Assigned task 1
In the text on Bavaria's crucifix requirement, who led the Munich street protests after the 1995 Constitutional Court ruling?
Assigned task 2
Reproduce word for word the part of the text on Bavaria's crucifix requirement that opens with the words containing "By way of response, the" and closes with "debates in Germany.".
Assigned task 3
Write the next part of the text on Bavaria's crucifix requirement, picking up right after its final sentence.

Politicians from the Bavarian left were equally dismayed, arguing that the obligatory presence of the cross was discriminatory and violated Germany’s constitution.14 The Chairman of the Free Democrats, Christian Lindner, asserted that the move was “reminiscent of [Turkish President] Erdoğan” and his tactics. The AfD party, however, lauded Söder’s initiative.

Religious minorities fearing for their rights

To atheists and minority religions, the announcement spells an increasingly hostile stance on the part of the Bavarian state. “A cross in public buildings contravenes the principle of state neutrality”, Mohamed Abu El-Qomsam from the Bavarian branch of the Central Council of Muslims in Germany (ZMD) asserted. As a “self-evidently” religious symbol, it represented much more than ‘Bavarian identity’ and could not command the allegiance of non-Christians.15

El-Qomsam’s superior, the ZMD’s Aiman Mazyek, asserted that “we Muslims don’t have an issue with the cross, or with the appreciation of religion in societal life.” He added, however, that double standards privileging the display of the cross while banishing other religious symbols from the public sphere were untenable.16 (In recent years, Bavaria has been at the forefront of efforts to progressively ban burqas or niqabs, as well as hijabs from various spheres of social life.)

Leading personnel from the more traditional Jewish umbrella organisations such as Josef Schuster or Charlotte Knobloch were less critical of an obligatory display of crucifixes. Knobloch in particular hailed the decision as a major achievement in the effort to integrate Muslim immigrants.17 The Union of Jewish University Students (JSUD), however, weighed in strongly against the Bavarian move, castigating its exclusionary implications.18

‘Enemies of religion’

By way of response, the CSU’s Secretary General Markus Blume disparaged these critics as constituting “an unholy alliance of enemies of religion and self-denialists.”19 This chilling piece of rhetoric undoubtedly represents an escalation in the culture wars surrounding religious neutrality. Nevertheless, this is not the first time that Bavaria, a state whose south has a staunchly Catholic history, has been at the forefront of such debates in Germany.

In 1995, the German Constitutional Court in Karlsruhe ruled that Bavaria was in breach of the Basic Law, since the state government ordered that a crucifix be displayed on the walls of all classrooms in public schools. Tens of thousands of protestors defending Christian Bavarian identity took to the streets in Munich as a response, led by then-Minister President, CSU politician Edmund Stoiber.

Study material
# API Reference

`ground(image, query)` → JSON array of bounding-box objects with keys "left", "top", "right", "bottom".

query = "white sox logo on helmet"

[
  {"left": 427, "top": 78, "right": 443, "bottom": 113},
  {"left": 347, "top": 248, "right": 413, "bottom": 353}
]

Answer space 1
Edmund Stoiber, then Minister President and a CSU politician, led them.

Answer space 2
By way of response, the CSU’s Secretary General Markus Blume disparaged these critics as constituting “an unholy alliance of enemies of religion and self-denialists.”19 This chilling piece of rhetoric undoubtedly represents an escalation in the culture wars surrounding religious neutrality. Nevertheless, this is not the first time that Bavaria, a state whose south has a staunchly Catholic history, has been at the forefront of such debates in Germany.

Answer space 3
Ever since, Bavaria has by and large managed to evade the jurisdiction of Germany’s top court even though it has routinely circumvented its rulings on religious freedom. For instance, crucifixes are still on display in many Bavarian classrooms, after the government implemented a ‘dispute resolution mechanism’ that would keep crosses in place while allowing individual parents and students to file complaints and ultimately have crosses taken down. (Teachers cannot file such a complaint, however, and must do their job under the cross.)20

Position of the German Constitutional Court

Yet it is important to note that the Constitutional Court rejected the argument that the crucifix was a cultural symbol devoid of religious connotations already in its 1995 judgement. Hence, it seems unlikely that the new initiative on the part of the CSU will ultimately withstand the Court’s scrutiny.

At the same time, Karlsruhe has also eschewed open conflict with the Bavarian government. When a teacher sued the Free State of Bavaria over the presence of crucifixes in every classroom (against which he could not complain), the Court waited for five years without delivering a judgement – i.e. until the teacher in question had retired and the Court could avoid passing a verdict on the matter.21

Christianity as religion or as identity

The Bavarian move to have the crucifix displayed in all public buildings is only the latest episode in the identitarian redefinition of Christianity underway in Germany. Levels of religious observance and of institutional affiliation with the major Churches are continuing to decline, as they have done for decades. At the same time, recent years have witnessed a marked resurgence of voices stressing the country’s Christian history and identity.

Leading Church representatives will ultimately have to decide how they position themselves vis-à-vis this identitarian turn. In the past, they have often admonished the CSU for failing to respect Christianity’s core lessons in its policy-making: Most notably the conservatives’ hard-line stance on immigration and their rhetoric on Islam and Muslims have sparked Church criticism.

At the same time, the more positive reactions of top figures of the clergy to the announced obligatory display of crucifixes show that Church leaders may become more amenable to the CSU’s agenda. In particular, they may come to the conclusion that a government-backed Christian identity politics is the best way to prevent or even reverse the Church’s descent into irrelevance.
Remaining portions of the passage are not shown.